• Supplied passage:

- - - - -

Climate change is a major factor affecting trematode communities. Reproduction rates of trematodes within their snail hosts increases substantially with temperature. Because there are many more cercariae produced in warming climates, it is assumed that infection will increase where climate change induces warming trends. Climate change is expected to have different effects at high elevation sites versus lower elevation areas. One example of this ``elevational mismatch'' involves waterfowl migrations. When temperatures become warm enough at lower elevations waterfowl will begin to migrate. However, in much of the central Rockies climate change is expected to bring heavier snow that lingers longer into the spring. As the waterfowl fly over the Rockies, forage areas that used to be snow-free during their migration are now still snow covered due to a combination of earlier migration times and longer snow coverage. As a result, these waterfowl are forced to fly over their old foraging grounds to reach open waters. These waterfowl are the definitive hosts of many trematode species. If these birds are forced to bypass these high elevation ponds, they will not disburse eggs into the water, and trematode numbers will be much lower and trematode communities will be very different. Altering trematode populations and communities can have large effects on ecosystem structure and function. I have been following these interannual fluctuations at Crested Butte in the central Rockies of Colorado. I have been paying particularly close attention to the fluctuations in populations of avian schistosomes. In this are, avian schistosomes have been causing cercarial dermatitis (a painful rash) since at least 1957.

- - - - -

• Collected data:
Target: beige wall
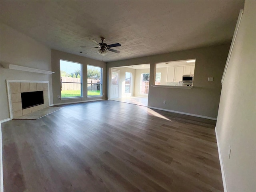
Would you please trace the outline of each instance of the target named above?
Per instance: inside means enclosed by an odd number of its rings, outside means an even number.
[[[256,191],[256,10],[246,1],[221,91],[216,131],[228,192]]]
[[[115,68],[119,70],[119,89],[118,97],[126,97],[133,96],[134,95],[134,83],[135,82],[135,70],[128,67],[119,67]],[[130,87],[130,94],[125,93],[125,72],[132,73],[132,79]]]
[[[1,63],[52,71],[49,48],[1,23]],[[1,120],[10,118],[6,80],[49,82],[50,104],[53,103],[52,76],[1,67]]]
[[[52,68],[55,72],[52,75],[52,90],[54,104],[69,103],[72,102],[82,102],[89,100],[99,100],[106,98],[106,64],[102,61],[86,58],[76,55],[74,55],[57,50],[51,50]],[[57,98],[57,96],[61,95],[60,90],[60,60],[66,60],[80,63],[82,66],[83,76],[83,98],[70,99],[62,100]],[[87,65],[101,67],[103,68],[102,96],[87,98]]]
[[[221,89],[220,80],[230,46],[228,44],[110,62],[107,67],[150,63],[151,85],[153,84],[156,63],[195,58],[194,87],[182,89],[150,86],[148,106],[216,118]],[[214,77],[214,81],[208,82],[208,77]],[[166,101],[166,104],[163,103],[164,100]]]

- - - - -

Continue the passage on climate change and trematode communities, picking up after its final sentence. These items are separate from the passage about climate change and trematodes.

Cercarial dermatitis (commonly referred to in the US as `swimmer's itch') is an intense rash that forms in response to trematode parasites (schistosomes) penetrating the human skin. These parasites (1)mature within aquatic snails, (2)are shed into the water column, and (3)burrow into the host's skin. This burrowing induces a severe rash referred to as cercarial dermatitis. While most schistosome species are confined to tropical areas, avian schistosomes, (those that infect birds as their terminal hosts), are distributed globally. Avian schistosomes cannot distinguish between a wading bird and a wading human and therefore routinely burrow into human skin, thereby inducing the rash known as cercarial dermatitis. It has been assumed that once avian schistosomes penetrate the skin of an incompatible host (i.e. a human), they die within the skin, but avian schistosomes are indeed capable of penetrating mammalian skin and migrating to the lungs, causing pulmonary haemorrhages in rabbits, guinea-pigs, hamsters, and monkeys or partial paralysis in mice. Climate change has been suspected of driving a world-wide intensification of cercarial dermatitis transmission in tropical and temperate areas.